* **Your task**: The lines to be set down run from the line containing "In this picture, where can the forest" through the final line of the data below; print them exactly and print nothing else.
Start of Block
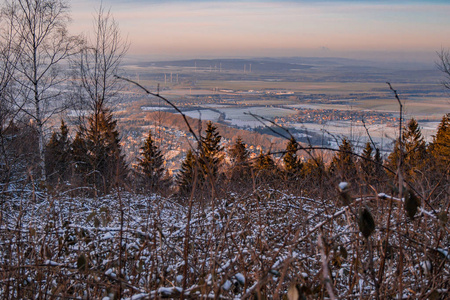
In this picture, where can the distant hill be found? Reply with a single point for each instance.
(253, 65)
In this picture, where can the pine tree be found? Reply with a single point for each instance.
(151, 165)
(58, 156)
(414, 151)
(343, 163)
(314, 171)
(265, 167)
(366, 163)
(186, 176)
(240, 166)
(440, 147)
(210, 154)
(292, 163)
(98, 148)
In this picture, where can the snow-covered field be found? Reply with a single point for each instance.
(239, 246)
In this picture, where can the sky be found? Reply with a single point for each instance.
(175, 29)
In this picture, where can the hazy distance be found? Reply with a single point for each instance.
(377, 30)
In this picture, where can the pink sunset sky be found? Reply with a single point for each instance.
(410, 30)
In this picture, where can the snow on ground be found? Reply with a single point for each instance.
(231, 248)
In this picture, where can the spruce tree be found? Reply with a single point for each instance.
(414, 151)
(210, 154)
(240, 166)
(151, 165)
(343, 163)
(440, 147)
(98, 148)
(58, 156)
(186, 176)
(265, 167)
(366, 163)
(292, 163)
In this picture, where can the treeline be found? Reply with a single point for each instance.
(93, 163)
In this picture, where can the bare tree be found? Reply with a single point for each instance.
(443, 65)
(39, 32)
(99, 61)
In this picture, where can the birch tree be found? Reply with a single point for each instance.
(40, 34)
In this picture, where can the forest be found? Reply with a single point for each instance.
(78, 222)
End of Block
* **Exercise output**:
In this picture, where can the forest be found? Reply with a single point for each instance.
(78, 222)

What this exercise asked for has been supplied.